Can you copy out, word for word, the records from the line containing "Q: Point out every instance of the framed bird" through the last line, with both of those lines included?

**Exercise data**
>>>>>
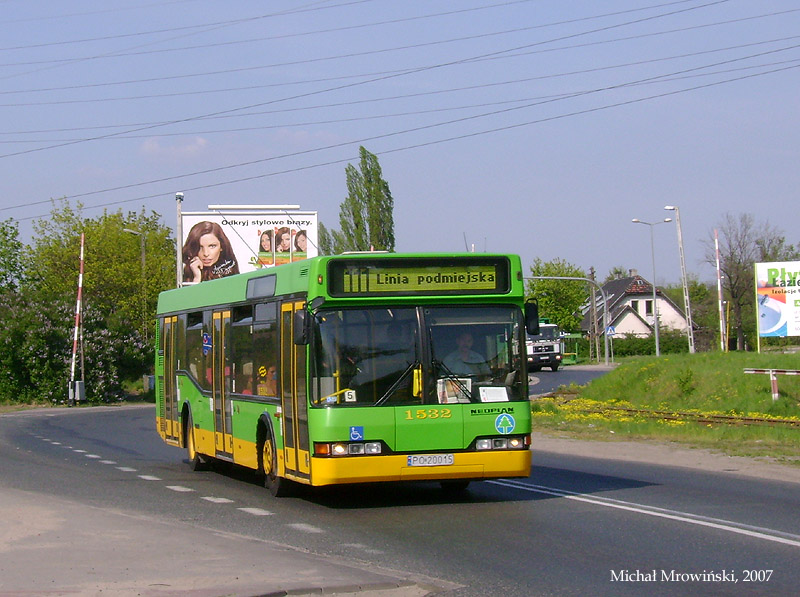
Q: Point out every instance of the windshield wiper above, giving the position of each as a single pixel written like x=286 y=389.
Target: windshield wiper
x=456 y=379
x=396 y=384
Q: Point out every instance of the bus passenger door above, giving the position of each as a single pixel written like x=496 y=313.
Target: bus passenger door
x=221 y=383
x=170 y=428
x=293 y=395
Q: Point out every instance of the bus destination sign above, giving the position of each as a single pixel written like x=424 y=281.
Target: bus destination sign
x=389 y=278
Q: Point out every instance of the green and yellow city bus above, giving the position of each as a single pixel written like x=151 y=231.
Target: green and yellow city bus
x=352 y=368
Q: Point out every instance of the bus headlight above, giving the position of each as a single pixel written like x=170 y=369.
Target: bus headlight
x=347 y=449
x=501 y=443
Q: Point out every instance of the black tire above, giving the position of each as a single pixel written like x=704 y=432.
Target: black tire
x=197 y=462
x=268 y=466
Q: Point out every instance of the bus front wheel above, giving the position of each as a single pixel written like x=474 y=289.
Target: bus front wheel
x=196 y=461
x=277 y=486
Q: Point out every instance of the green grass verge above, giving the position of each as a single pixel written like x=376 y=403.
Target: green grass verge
x=699 y=385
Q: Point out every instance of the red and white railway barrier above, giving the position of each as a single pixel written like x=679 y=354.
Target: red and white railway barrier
x=773 y=377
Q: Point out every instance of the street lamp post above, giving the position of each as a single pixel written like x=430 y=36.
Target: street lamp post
x=653 y=254
x=686 y=305
x=144 y=294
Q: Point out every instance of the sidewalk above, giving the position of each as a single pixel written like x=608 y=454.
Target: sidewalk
x=50 y=546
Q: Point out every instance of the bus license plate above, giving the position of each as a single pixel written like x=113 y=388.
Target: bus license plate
x=430 y=459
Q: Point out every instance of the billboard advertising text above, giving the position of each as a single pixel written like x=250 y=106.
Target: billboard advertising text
x=218 y=244
x=778 y=298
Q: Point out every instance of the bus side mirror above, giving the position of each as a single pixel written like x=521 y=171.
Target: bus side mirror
x=532 y=317
x=302 y=325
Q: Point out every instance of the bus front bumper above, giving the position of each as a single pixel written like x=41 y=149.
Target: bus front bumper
x=394 y=467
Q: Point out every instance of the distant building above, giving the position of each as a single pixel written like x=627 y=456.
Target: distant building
x=630 y=308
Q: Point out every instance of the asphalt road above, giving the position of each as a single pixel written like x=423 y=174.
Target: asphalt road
x=546 y=381
x=98 y=489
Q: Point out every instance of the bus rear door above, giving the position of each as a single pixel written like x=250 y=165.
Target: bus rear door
x=293 y=395
x=221 y=384
x=170 y=428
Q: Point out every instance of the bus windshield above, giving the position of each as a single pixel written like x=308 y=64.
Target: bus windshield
x=398 y=356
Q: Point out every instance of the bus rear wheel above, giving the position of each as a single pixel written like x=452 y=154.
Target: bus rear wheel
x=277 y=486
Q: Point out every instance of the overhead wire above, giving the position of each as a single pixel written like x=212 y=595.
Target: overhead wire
x=448 y=139
x=359 y=83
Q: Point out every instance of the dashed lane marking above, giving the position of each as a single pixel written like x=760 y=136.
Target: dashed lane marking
x=256 y=511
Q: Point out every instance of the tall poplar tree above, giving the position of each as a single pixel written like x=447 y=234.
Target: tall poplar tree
x=366 y=216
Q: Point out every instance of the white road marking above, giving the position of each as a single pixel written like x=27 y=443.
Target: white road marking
x=256 y=511
x=306 y=528
x=217 y=500
x=180 y=488
x=715 y=523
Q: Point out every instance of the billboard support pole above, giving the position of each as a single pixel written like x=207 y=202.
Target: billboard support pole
x=178 y=241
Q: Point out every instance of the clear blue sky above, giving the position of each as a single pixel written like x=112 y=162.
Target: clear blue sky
x=540 y=127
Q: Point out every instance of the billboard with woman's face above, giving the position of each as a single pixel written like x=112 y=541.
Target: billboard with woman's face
x=218 y=244
x=778 y=298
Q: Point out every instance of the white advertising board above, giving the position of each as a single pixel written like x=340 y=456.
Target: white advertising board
x=218 y=244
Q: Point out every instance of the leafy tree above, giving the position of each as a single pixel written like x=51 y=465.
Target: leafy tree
x=118 y=304
x=742 y=243
x=366 y=215
x=559 y=300
x=114 y=282
x=10 y=256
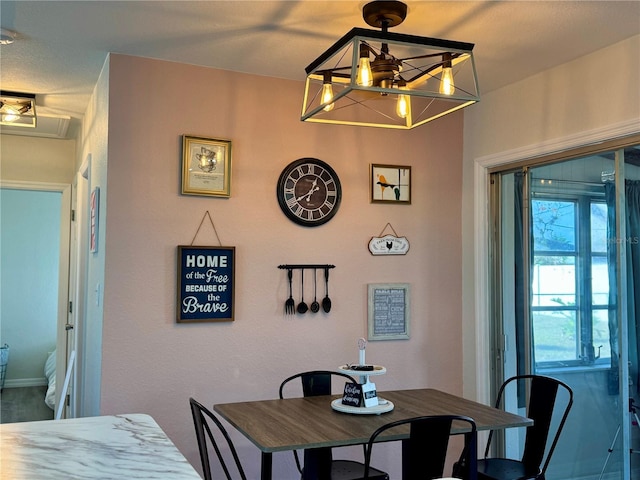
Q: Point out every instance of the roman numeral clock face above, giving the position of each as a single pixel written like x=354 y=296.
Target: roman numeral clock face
x=309 y=192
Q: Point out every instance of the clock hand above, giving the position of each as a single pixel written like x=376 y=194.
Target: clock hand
x=314 y=188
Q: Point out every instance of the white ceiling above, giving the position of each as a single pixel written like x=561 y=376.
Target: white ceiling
x=61 y=46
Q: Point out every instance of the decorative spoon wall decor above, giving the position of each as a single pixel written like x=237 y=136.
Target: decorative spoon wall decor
x=290 y=307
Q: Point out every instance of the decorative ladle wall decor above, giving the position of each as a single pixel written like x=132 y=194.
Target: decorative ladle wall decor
x=290 y=304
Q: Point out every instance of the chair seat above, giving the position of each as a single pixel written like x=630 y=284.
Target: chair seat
x=505 y=469
x=352 y=470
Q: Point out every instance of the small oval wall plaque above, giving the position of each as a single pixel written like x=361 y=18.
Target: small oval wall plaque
x=389 y=245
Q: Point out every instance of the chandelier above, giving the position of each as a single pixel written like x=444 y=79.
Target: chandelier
x=391 y=80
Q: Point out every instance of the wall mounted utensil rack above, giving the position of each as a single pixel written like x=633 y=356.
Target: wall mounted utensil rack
x=290 y=307
x=304 y=266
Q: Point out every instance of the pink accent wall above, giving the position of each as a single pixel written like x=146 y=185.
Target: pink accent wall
x=151 y=364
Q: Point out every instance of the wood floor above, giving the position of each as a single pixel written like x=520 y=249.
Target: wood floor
x=24 y=404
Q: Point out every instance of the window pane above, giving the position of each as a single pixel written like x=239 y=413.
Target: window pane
x=598 y=227
x=554 y=281
x=599 y=281
x=601 y=333
x=554 y=226
x=554 y=336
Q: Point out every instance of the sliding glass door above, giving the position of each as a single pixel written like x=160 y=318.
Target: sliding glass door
x=567 y=278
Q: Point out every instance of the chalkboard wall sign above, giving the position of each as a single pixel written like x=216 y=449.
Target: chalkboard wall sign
x=205 y=284
x=389 y=307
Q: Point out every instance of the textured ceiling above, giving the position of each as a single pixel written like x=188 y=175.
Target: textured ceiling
x=61 y=47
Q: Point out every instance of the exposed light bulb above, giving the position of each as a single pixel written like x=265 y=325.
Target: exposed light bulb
x=365 y=75
x=327 y=96
x=447 y=87
x=403 y=104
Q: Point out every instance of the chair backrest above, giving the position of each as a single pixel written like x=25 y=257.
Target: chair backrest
x=425 y=452
x=541 y=405
x=202 y=419
x=315 y=382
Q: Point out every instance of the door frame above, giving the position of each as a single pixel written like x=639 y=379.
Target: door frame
x=582 y=143
x=63 y=267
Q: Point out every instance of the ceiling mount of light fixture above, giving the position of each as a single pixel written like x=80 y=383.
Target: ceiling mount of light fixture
x=17 y=109
x=384 y=14
x=383 y=79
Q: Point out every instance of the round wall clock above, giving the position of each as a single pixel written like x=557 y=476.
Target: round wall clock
x=309 y=192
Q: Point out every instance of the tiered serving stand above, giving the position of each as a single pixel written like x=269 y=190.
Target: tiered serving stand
x=383 y=406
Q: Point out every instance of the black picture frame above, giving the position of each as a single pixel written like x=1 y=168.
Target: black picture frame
x=206 y=284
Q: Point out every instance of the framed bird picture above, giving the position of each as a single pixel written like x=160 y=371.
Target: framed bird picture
x=390 y=184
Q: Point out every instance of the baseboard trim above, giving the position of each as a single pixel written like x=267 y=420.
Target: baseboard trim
x=25 y=382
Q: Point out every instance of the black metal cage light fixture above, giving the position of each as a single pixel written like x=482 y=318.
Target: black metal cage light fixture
x=390 y=80
x=17 y=109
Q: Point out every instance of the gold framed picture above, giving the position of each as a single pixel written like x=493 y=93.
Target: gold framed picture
x=206 y=166
x=390 y=184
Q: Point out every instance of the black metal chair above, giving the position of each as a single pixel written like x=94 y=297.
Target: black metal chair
x=319 y=462
x=202 y=418
x=543 y=393
x=425 y=452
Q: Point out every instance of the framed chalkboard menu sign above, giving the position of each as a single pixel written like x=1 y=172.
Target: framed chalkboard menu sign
x=389 y=307
x=205 y=284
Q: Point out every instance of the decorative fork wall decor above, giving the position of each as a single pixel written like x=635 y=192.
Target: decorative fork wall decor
x=290 y=304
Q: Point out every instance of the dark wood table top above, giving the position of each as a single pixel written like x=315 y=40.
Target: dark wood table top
x=310 y=422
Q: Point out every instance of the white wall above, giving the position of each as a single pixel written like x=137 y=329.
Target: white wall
x=33 y=159
x=152 y=364
x=94 y=151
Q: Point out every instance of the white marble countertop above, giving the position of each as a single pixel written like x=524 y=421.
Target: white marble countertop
x=131 y=446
<<<<<
**Solved problem**
Q: Point out every instance of the framed bird picture above, giving the position of each as a single pixel written like x=160 y=371.
Target: framed bird picture
x=390 y=184
Q: Point out every instance of the baseboard trim above, giving the position of each as a single pixel written like x=267 y=420.
Target: baseboard trim
x=25 y=382
Q: Point out every instance of the black metal cage light fixture above, giving the position of each as a single pixel written like x=482 y=318.
Target: black metal cage light fixture
x=390 y=80
x=17 y=109
Q: Point out every instance of the gold framed picture above, giving the position of each as a single pixel written like x=493 y=93.
Target: gold framed picture
x=206 y=166
x=390 y=184
Q: Point out every instance of the black metal chair above, giving the position of each as a single pixel written like x=94 y=297.
Target: black metal chair
x=319 y=462
x=202 y=418
x=543 y=393
x=425 y=452
Q: Point out every instance of the framed chalkboard menu sign above, giving the position of each as a single pixel written like x=1 y=172.
Target: framed chalkboard menu sign
x=389 y=307
x=205 y=284
Q: Point out every instance of the decorative fork wall decor above, giving the position of each as a single pixel written like x=635 y=192.
Target: decorative fork wall decor
x=290 y=304
Q: Point out every instance of the dark wood table top above, giving the position of each as a single pixel written like x=315 y=40.
Target: dark wood table top
x=310 y=422
Q: Point out every instance of the white wall above, giving the position of each as a single pixel written like x=137 y=329.
Target: white wall
x=33 y=159
x=152 y=364
x=94 y=151
Q: Point out every instance of the white marble countertop above, giving the position of each as a single pixel written like x=524 y=421.
Target: white marble countertop
x=131 y=446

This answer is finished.